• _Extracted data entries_
· · · · · · ·
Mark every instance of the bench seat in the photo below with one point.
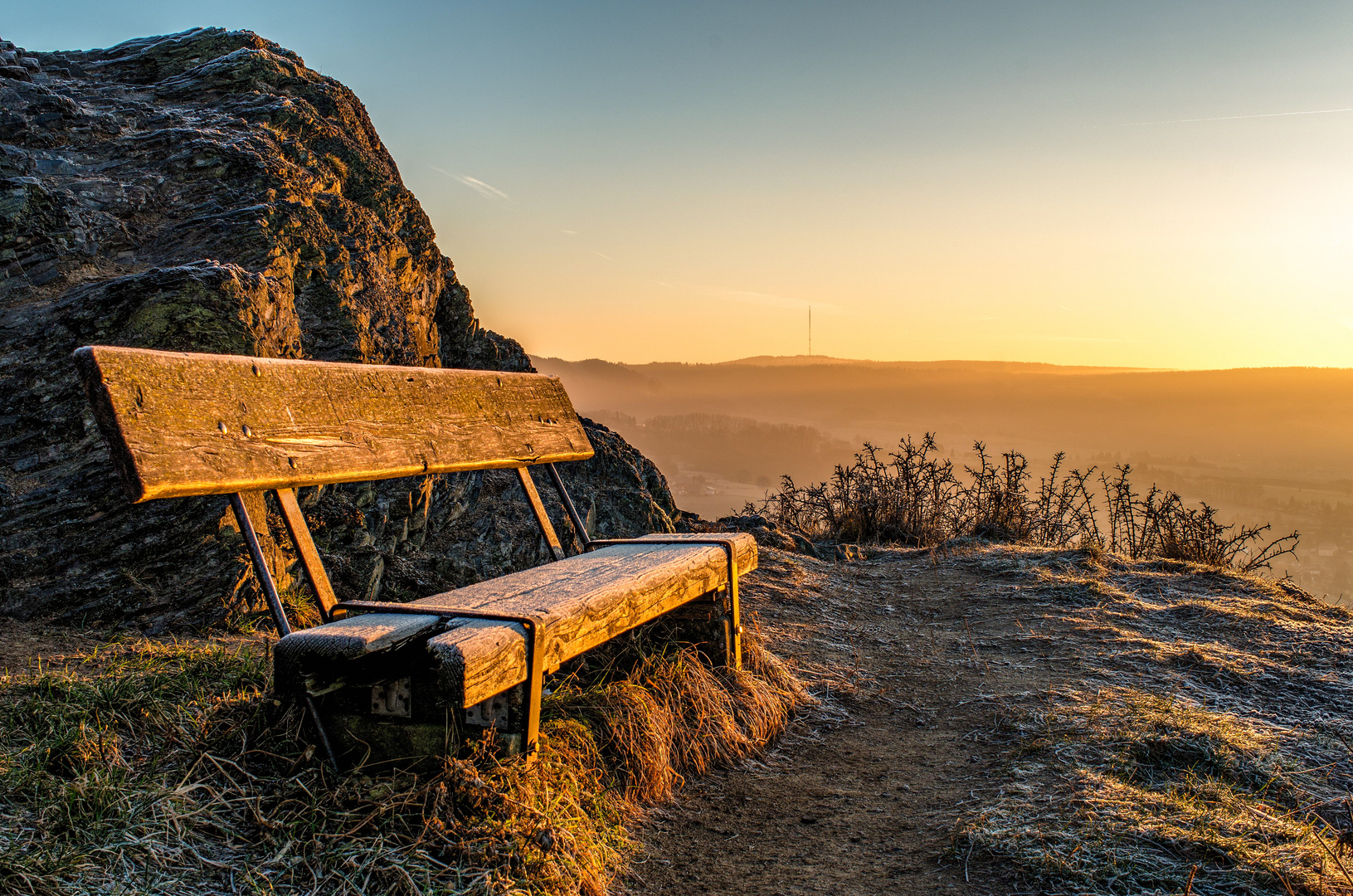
(583, 601)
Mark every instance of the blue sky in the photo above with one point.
(999, 180)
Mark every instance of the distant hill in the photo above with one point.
(1287, 421)
(1003, 367)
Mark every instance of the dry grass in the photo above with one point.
(1202, 745)
(153, 767)
(913, 495)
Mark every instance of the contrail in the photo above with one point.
(1233, 118)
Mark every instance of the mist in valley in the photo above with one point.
(1258, 444)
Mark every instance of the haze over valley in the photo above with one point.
(1260, 444)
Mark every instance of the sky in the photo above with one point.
(1144, 184)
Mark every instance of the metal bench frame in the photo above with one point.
(330, 608)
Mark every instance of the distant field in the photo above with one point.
(1263, 444)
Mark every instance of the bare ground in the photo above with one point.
(1011, 720)
(864, 793)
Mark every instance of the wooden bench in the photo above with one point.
(406, 679)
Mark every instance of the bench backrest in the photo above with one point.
(186, 424)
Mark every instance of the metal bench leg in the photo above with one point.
(279, 613)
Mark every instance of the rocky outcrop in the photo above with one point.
(206, 191)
· · · · · · ·
• _Direction_
Rewrite every line of the listing above as a numbered list. Skip blank lines and leave the pictures out.

• _Answer for the task_
1. Mark every instance of the bench seat in the photo below with one point.
2. (583, 601)
3. Mark every instance of the blue sky in the photo above with one point.
4. (999, 180)
5. Mark every instance of the distant hill in the photo above with one point.
6. (1287, 421)
7. (1003, 367)
8. Mark every instance of the dry grass in the photo above with one point.
9. (1202, 745)
10. (153, 767)
11. (913, 495)
12. Mark every instance of the contrail in the photo above with one point.
13. (1233, 118)
14. Mark every instance of the mist in valley in the photo above with one point.
15. (1258, 444)
16. Mark every instance of the haze over valley in the photo above with one point.
17. (1260, 444)
18. Mark every instance of the sky in the photo above with one point.
19. (1144, 184)
20. Mark every instance of the metal bench frame in the photo above with one point.
21. (330, 608)
22. Mark every instance of the distant field in the photo above with one point.
23. (1263, 444)
24. Mark every instance of the bare ground in the photo above with one point.
25. (1011, 720)
26. (864, 793)
27. Mark every instance of the wooden bench in the photo above with one point.
28. (406, 679)
29. Mark every instance of the bench backrest in the photo above with one point.
30. (186, 424)
31. Mark every instance of the metal bench leg in the photo above with one point.
32. (279, 613)
33. Mark every instance of the rocky outcrop in the photo above with one point.
34. (206, 191)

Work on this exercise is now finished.